* Your goal *
Scale the material from its first line through the line containing "[(585, 283), (366, 228), (31, 249)]", and reproduce only those lines, requests included. Multiply each coordinate in the answers by 2.3 and round to whole numbers, with halves rounded up.

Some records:
===============

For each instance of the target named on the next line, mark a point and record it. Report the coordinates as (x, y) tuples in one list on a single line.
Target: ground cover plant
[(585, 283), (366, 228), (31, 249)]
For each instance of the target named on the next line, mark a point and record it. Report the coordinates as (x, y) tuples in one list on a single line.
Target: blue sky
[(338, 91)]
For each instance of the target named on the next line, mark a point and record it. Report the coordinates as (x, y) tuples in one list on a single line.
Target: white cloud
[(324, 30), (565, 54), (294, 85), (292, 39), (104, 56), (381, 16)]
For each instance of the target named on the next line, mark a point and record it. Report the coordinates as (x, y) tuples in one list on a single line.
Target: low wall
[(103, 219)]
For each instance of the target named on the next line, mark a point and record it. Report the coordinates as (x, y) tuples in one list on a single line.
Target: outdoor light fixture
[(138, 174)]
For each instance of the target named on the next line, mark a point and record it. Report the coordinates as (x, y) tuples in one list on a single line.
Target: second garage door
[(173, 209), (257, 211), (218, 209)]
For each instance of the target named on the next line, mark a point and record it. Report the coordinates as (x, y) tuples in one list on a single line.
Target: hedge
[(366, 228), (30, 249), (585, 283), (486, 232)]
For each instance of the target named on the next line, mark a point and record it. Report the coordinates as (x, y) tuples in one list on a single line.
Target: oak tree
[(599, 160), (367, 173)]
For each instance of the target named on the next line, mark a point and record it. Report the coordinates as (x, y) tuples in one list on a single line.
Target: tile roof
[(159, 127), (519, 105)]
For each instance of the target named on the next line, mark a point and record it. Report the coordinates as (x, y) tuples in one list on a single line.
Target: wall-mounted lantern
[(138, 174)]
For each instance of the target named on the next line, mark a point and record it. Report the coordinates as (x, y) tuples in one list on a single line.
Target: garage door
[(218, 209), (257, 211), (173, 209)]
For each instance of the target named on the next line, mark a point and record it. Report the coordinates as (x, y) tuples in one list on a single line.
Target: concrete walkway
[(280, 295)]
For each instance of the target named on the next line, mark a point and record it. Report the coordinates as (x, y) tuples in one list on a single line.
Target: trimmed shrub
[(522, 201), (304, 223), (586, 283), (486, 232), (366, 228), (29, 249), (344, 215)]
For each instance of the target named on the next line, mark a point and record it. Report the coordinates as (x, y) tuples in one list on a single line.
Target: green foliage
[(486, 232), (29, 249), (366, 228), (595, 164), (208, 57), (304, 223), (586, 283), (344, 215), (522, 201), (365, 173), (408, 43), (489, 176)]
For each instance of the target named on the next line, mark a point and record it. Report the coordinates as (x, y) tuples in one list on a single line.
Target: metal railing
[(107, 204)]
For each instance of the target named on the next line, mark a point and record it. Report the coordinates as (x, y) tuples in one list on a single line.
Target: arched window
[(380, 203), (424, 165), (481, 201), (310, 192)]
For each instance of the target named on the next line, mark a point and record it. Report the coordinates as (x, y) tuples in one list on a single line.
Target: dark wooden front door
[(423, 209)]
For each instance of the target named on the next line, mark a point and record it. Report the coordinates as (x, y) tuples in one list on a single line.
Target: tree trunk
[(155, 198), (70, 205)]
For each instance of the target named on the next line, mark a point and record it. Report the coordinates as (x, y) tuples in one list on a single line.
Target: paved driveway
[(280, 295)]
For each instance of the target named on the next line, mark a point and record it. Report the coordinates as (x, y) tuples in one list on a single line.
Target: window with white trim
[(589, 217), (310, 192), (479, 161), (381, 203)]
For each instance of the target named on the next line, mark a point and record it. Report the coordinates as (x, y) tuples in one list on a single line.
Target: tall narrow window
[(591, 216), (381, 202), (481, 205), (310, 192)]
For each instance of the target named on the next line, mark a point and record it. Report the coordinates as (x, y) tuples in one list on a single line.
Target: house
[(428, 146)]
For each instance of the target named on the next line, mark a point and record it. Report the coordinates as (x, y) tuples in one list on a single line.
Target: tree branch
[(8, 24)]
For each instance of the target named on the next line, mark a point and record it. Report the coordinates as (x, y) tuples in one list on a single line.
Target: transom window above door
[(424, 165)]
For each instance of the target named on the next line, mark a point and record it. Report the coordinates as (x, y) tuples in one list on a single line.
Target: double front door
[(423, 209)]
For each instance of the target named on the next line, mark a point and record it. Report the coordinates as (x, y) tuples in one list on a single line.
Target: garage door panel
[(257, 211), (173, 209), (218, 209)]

===============

* Answer to this task *
For each instance of the target named on the next line, mark a point and record it. Report the coordinates as (x, y) tuples in one list on a single line.
Target: ground cover plant
[(1346, 651), (842, 524), (71, 573)]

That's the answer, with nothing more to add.